*Description of the task:* Exactly reproduce the line containing "Question: Mark the crowd" together with every line after it, through the end of the entries, and give nothing more.

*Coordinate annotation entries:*
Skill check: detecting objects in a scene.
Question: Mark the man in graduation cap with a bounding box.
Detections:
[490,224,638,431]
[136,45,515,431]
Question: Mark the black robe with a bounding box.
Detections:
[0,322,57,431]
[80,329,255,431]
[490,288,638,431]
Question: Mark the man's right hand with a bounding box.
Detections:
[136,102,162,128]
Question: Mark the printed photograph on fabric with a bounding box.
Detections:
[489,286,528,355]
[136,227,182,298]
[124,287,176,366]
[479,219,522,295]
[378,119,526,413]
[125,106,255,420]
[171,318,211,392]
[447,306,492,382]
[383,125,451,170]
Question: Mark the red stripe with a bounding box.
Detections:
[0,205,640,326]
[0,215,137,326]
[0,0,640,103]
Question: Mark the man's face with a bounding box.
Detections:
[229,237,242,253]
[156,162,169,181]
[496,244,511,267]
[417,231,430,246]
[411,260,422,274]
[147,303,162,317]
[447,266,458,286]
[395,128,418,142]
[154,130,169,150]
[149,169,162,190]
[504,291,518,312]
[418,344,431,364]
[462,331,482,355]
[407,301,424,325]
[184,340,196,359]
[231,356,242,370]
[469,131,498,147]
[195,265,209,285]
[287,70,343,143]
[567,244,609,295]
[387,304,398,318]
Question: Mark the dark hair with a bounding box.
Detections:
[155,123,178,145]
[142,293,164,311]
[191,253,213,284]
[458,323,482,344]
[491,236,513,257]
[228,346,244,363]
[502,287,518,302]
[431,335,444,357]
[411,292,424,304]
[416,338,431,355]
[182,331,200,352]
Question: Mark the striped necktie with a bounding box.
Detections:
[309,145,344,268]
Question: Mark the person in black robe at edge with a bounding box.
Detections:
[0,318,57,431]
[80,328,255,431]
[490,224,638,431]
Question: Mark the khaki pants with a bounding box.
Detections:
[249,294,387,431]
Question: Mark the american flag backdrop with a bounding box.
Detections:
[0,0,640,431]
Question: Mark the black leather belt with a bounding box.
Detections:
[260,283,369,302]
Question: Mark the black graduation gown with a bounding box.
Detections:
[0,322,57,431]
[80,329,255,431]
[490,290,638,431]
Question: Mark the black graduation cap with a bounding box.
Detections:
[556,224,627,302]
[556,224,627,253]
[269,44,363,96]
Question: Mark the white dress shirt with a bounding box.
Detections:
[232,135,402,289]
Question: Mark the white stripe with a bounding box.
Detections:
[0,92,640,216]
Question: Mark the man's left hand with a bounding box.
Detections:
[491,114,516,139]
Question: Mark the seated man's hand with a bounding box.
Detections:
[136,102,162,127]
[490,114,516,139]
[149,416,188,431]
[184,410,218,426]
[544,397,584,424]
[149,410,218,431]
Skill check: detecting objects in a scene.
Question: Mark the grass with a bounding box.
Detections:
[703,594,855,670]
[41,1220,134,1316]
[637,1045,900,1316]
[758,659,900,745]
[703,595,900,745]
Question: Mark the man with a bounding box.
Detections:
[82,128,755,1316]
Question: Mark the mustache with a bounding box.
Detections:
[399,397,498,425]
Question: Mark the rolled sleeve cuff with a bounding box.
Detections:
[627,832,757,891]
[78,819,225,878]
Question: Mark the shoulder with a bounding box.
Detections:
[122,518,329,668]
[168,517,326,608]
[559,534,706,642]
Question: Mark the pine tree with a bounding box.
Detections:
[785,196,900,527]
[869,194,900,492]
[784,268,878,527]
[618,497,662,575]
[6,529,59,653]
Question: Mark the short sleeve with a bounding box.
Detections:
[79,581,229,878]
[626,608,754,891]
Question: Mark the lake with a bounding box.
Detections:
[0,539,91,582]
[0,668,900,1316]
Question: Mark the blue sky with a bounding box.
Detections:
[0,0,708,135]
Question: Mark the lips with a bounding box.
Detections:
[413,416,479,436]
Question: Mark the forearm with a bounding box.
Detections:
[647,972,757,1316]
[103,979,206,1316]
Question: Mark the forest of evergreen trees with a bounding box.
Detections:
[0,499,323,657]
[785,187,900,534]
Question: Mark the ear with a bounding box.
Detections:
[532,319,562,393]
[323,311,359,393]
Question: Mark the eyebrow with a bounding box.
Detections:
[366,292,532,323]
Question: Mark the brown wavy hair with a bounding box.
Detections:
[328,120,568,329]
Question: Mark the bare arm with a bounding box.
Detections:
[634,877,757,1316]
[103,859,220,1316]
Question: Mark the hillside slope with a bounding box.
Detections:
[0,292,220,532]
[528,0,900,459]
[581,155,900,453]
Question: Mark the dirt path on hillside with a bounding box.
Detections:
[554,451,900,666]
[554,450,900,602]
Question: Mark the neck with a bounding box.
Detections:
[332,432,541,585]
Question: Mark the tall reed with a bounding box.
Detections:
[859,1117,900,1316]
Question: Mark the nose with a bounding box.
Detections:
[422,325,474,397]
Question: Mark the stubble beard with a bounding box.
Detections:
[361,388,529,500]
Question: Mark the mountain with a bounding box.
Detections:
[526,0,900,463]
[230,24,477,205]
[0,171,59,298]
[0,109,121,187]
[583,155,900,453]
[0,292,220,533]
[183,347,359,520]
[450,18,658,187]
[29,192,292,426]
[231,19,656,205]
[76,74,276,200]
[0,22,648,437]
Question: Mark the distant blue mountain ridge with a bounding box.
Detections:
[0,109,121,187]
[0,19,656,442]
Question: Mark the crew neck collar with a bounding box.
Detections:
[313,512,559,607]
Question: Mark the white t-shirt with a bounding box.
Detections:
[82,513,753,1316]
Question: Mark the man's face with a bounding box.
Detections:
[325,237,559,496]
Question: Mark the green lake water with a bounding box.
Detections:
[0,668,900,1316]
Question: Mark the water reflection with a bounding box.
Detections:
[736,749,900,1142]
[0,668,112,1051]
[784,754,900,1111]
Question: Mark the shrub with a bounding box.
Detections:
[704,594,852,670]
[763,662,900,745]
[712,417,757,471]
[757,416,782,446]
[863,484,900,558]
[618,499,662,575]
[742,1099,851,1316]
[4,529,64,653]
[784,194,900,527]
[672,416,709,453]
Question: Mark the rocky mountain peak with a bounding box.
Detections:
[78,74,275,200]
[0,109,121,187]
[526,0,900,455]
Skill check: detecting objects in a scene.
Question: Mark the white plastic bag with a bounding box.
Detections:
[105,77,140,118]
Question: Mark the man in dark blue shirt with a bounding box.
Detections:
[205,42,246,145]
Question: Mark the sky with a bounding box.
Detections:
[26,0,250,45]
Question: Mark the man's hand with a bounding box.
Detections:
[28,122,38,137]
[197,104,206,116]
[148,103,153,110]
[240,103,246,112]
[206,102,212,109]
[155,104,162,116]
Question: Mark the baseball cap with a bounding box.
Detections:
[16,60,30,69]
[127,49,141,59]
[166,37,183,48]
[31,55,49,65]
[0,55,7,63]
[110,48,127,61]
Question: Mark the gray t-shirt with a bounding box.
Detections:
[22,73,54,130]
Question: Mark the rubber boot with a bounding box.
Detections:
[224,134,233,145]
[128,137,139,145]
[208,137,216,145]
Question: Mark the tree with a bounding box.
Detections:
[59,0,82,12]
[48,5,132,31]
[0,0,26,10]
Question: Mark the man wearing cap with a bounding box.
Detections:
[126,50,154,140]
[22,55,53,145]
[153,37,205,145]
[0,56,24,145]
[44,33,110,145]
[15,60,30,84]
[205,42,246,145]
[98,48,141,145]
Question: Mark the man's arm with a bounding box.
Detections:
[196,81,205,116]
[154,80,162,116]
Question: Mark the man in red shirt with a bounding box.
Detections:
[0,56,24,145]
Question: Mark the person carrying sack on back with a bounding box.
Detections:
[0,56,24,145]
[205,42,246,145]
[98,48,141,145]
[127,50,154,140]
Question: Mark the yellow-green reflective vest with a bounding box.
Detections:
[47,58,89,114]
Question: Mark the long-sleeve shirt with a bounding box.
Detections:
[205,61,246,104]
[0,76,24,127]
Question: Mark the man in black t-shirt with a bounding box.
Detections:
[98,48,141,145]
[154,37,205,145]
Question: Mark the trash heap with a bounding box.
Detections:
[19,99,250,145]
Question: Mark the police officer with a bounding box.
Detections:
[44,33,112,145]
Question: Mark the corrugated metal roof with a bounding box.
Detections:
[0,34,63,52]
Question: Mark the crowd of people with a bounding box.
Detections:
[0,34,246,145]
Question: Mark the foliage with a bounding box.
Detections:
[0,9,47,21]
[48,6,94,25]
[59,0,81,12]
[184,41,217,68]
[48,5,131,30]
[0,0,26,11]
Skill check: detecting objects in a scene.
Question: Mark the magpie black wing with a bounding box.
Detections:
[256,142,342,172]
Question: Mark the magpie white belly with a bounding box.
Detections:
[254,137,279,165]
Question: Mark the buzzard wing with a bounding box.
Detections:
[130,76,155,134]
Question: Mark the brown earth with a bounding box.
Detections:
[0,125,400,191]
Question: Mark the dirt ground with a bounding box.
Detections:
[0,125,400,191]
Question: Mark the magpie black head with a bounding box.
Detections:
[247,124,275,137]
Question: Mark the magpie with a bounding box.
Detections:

*Output:*
Question: Mark the crowd of people with a bounding box.
Detections:
[0,34,246,145]
Question: Mark the foliage with a bounding box.
Detections:
[0,9,47,21]
[48,6,94,25]
[59,0,81,12]
[184,41,217,68]
[48,5,131,30]
[0,0,26,11]
Skill check: detecting objects in a scene.
Question: Mark the magpie black wing with a bounding box.
Detections:
[256,142,342,172]
Question: Mark the magpie white belly with a bounding box.
Detections:
[254,137,279,165]
Question: Mark the buzzard wing with a bounding box.
Detections:
[130,76,155,134]
Question: Mark the brown earth with a bounding box.
Detections:
[0,125,400,191]
Question: Mark the dirt ground with a bounding box.
Detections:
[0,125,400,191]
Question: Mark the magpie black head with a bounding box.
Detections:
[247,124,275,137]
Question: Mark the magpie with a bounding box.
Detections:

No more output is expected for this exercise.